ENTRIES PROVIDED Start Marker

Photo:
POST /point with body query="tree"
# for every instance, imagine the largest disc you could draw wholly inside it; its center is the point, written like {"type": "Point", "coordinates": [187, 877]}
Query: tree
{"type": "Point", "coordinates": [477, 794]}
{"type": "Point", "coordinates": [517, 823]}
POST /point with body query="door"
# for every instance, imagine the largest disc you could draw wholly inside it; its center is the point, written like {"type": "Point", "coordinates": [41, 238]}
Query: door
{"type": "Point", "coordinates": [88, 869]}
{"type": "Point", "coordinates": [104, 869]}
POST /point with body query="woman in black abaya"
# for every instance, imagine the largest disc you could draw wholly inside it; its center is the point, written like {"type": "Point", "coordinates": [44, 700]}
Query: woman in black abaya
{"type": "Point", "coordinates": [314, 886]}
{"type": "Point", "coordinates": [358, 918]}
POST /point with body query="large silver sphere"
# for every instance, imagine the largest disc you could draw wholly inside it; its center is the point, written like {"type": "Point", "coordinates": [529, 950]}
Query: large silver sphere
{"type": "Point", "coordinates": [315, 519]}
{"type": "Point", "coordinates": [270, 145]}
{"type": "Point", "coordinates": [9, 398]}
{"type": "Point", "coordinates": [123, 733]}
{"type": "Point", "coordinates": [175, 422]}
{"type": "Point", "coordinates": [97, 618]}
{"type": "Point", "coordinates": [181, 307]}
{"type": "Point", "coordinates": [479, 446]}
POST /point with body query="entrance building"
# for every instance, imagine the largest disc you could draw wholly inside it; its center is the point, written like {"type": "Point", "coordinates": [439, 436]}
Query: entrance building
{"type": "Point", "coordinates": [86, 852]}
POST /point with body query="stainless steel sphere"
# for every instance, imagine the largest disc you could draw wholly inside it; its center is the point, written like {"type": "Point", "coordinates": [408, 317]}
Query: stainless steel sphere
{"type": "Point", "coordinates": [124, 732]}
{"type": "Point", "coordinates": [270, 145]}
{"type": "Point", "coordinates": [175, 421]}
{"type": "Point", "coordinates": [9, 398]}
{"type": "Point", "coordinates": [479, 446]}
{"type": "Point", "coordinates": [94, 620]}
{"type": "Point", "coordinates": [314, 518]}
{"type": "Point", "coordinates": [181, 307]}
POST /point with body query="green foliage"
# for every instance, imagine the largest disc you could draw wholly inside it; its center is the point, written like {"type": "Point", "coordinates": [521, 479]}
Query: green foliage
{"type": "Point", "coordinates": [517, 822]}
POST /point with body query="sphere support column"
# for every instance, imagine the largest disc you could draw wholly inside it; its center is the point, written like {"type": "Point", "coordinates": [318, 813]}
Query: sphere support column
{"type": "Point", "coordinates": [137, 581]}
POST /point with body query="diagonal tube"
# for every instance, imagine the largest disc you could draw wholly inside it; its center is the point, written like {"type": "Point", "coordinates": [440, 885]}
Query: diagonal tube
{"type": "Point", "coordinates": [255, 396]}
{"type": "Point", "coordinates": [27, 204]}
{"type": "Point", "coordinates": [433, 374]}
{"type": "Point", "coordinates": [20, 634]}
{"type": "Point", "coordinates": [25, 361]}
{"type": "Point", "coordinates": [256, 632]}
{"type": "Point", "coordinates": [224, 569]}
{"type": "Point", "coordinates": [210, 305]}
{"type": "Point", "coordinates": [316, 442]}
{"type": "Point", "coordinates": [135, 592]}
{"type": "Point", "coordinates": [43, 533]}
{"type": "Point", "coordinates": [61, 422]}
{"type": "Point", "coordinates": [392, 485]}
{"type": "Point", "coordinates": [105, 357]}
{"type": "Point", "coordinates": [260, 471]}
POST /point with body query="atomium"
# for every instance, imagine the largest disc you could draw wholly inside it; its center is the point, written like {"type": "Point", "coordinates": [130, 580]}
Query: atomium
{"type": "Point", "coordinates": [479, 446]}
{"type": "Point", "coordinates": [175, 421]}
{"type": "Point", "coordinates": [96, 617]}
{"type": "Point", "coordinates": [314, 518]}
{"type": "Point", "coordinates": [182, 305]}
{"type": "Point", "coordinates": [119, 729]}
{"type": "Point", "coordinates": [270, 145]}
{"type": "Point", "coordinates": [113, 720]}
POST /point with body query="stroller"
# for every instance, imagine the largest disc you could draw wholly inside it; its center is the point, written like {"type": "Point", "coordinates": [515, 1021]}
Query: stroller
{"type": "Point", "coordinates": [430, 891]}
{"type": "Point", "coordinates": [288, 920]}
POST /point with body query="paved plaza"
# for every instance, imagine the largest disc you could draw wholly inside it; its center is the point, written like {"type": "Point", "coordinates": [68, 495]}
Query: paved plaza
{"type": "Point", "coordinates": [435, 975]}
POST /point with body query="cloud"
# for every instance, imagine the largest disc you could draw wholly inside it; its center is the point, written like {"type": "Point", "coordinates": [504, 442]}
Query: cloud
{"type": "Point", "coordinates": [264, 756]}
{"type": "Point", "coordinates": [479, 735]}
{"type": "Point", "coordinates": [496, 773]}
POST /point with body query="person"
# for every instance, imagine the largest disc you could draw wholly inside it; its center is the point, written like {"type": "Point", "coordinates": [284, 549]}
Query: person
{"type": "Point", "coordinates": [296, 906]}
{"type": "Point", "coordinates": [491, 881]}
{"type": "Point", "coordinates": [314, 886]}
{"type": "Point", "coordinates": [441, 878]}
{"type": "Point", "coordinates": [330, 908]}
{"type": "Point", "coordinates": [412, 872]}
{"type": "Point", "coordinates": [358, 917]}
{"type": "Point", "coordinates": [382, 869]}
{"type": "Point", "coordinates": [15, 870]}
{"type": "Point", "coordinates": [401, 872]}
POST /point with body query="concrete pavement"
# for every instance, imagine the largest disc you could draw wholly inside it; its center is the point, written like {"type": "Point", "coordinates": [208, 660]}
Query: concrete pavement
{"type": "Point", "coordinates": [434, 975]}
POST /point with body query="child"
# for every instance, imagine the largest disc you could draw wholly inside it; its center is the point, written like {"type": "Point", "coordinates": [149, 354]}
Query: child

ENTRIES PROVIDED End Marker

• _TASK OBJECTIVE_
Send back all of the entries exactly, with nothing missing.

• _YOUR SOLUTION_
Photo:
POST /point with body query="tree"
# for every instance, imagine the largest disc you could draw wholly inside it; its center is the point, written like {"type": "Point", "coordinates": [187, 877]}
Query: tree
{"type": "Point", "coordinates": [477, 794]}
{"type": "Point", "coordinates": [517, 823]}
POST /point with body query="door"
# for every instance, imagine the largest disc you could draw wholly inside it; its center is the point, written like {"type": "Point", "coordinates": [41, 238]}
Query: door
{"type": "Point", "coordinates": [88, 869]}
{"type": "Point", "coordinates": [104, 869]}
POST /point with body query="woman in black abaya"
# for every instance, imagine the largest disc you could draw wholly inside it; its center is the point, written like {"type": "Point", "coordinates": [44, 700]}
Query: woman in black abaya
{"type": "Point", "coordinates": [314, 886]}
{"type": "Point", "coordinates": [358, 918]}
POST /point with body query="large silver sphere"
# for every instance, imagine the largest disc you could draw wholly inside it; its center is the point, written like {"type": "Point", "coordinates": [529, 950]}
Query: large silver sphere
{"type": "Point", "coordinates": [315, 519]}
{"type": "Point", "coordinates": [270, 145]}
{"type": "Point", "coordinates": [9, 398]}
{"type": "Point", "coordinates": [123, 733]}
{"type": "Point", "coordinates": [175, 422]}
{"type": "Point", "coordinates": [97, 618]}
{"type": "Point", "coordinates": [181, 307]}
{"type": "Point", "coordinates": [479, 446]}
POST /point with body query="entrance building"
# for every instance, imagine the largest disc you could draw wholly inside it; its center is the point, written like {"type": "Point", "coordinates": [439, 436]}
Query: entrance building
{"type": "Point", "coordinates": [86, 852]}
POST /point with body query="stainless steel sphere"
# for every instance, imagine the largest disc you could draw wholly inside it; its center is the point, written like {"type": "Point", "coordinates": [408, 317]}
Query: stainless steel sphere
{"type": "Point", "coordinates": [124, 732]}
{"type": "Point", "coordinates": [270, 145]}
{"type": "Point", "coordinates": [175, 421]}
{"type": "Point", "coordinates": [9, 398]}
{"type": "Point", "coordinates": [479, 446]}
{"type": "Point", "coordinates": [94, 620]}
{"type": "Point", "coordinates": [314, 518]}
{"type": "Point", "coordinates": [181, 307]}
POST /point with body query="green foliage"
# for every instance, imagine the largest disc you could draw wholly inside it; its center is the point, written like {"type": "Point", "coordinates": [521, 479]}
Query: green foliage
{"type": "Point", "coordinates": [517, 822]}
POST /point with body query="sphere support column"
# for every instance, imagine the largest disc you could draw wholly inside it; its center is the point, written like {"type": "Point", "coordinates": [318, 813]}
Query: sphere support column
{"type": "Point", "coordinates": [137, 581]}
POST /point with body query="diagonal tube"
# for every instance, imagine the largest disc you could draw wholly inside it; its center is the point, written like {"type": "Point", "coordinates": [440, 885]}
Query: diagonal tube
{"type": "Point", "coordinates": [255, 396]}
{"type": "Point", "coordinates": [27, 204]}
{"type": "Point", "coordinates": [433, 374]}
{"type": "Point", "coordinates": [20, 634]}
{"type": "Point", "coordinates": [25, 361]}
{"type": "Point", "coordinates": [256, 632]}
{"type": "Point", "coordinates": [224, 569]}
{"type": "Point", "coordinates": [210, 305]}
{"type": "Point", "coordinates": [316, 442]}
{"type": "Point", "coordinates": [135, 592]}
{"type": "Point", "coordinates": [43, 533]}
{"type": "Point", "coordinates": [61, 422]}
{"type": "Point", "coordinates": [392, 485]}
{"type": "Point", "coordinates": [105, 357]}
{"type": "Point", "coordinates": [260, 471]}
POST /point with body query="atomium"
# for every instance, imagine the largest disc you could draw wholly inside it; its center is the point, written like {"type": "Point", "coordinates": [130, 580]}
Query: atomium
{"type": "Point", "coordinates": [479, 446]}
{"type": "Point", "coordinates": [175, 421]}
{"type": "Point", "coordinates": [96, 617]}
{"type": "Point", "coordinates": [314, 518]}
{"type": "Point", "coordinates": [182, 305]}
{"type": "Point", "coordinates": [119, 729]}
{"type": "Point", "coordinates": [270, 145]}
{"type": "Point", "coordinates": [113, 720]}
POST /point with body query="stroller"
# for every instance, imagine the largest disc you could draw wholly inside it; its center is the point, written like {"type": "Point", "coordinates": [515, 1021]}
Query: stroller
{"type": "Point", "coordinates": [430, 891]}
{"type": "Point", "coordinates": [288, 920]}
POST /point with body query="paved plaza"
# for every instance, imagine the largest disc you could draw wholly inside it; its center is the point, written like {"type": "Point", "coordinates": [68, 495]}
Query: paved plaza
{"type": "Point", "coordinates": [435, 975]}
POST /point with body query="cloud"
# for every instance, imagine the largest disc you could draw wholly inside it; its center is the point, written like {"type": "Point", "coordinates": [504, 442]}
Query: cloud
{"type": "Point", "coordinates": [264, 756]}
{"type": "Point", "coordinates": [479, 735]}
{"type": "Point", "coordinates": [496, 773]}
POST /point with body query="person"
# for every instance, imagine the largest disc you could draw wholly inside it; its center is the point, written like {"type": "Point", "coordinates": [284, 549]}
Query: person
{"type": "Point", "coordinates": [296, 906]}
{"type": "Point", "coordinates": [491, 881]}
{"type": "Point", "coordinates": [314, 886]}
{"type": "Point", "coordinates": [441, 878]}
{"type": "Point", "coordinates": [330, 908]}
{"type": "Point", "coordinates": [412, 872]}
{"type": "Point", "coordinates": [358, 917]}
{"type": "Point", "coordinates": [382, 869]}
{"type": "Point", "coordinates": [15, 870]}
{"type": "Point", "coordinates": [401, 872]}
POST /point with body query="concrete pavement"
# for every instance, imagine the largest disc you could draw wholly inside it; its center is the point, written like {"type": "Point", "coordinates": [208, 660]}
Query: concrete pavement
{"type": "Point", "coordinates": [434, 975]}
POST /point with body query="child"
# for every instance, imagine the largest disc you could draw wholly inside it; its center is the point, written like {"type": "Point", "coordinates": [149, 354]}
Query: child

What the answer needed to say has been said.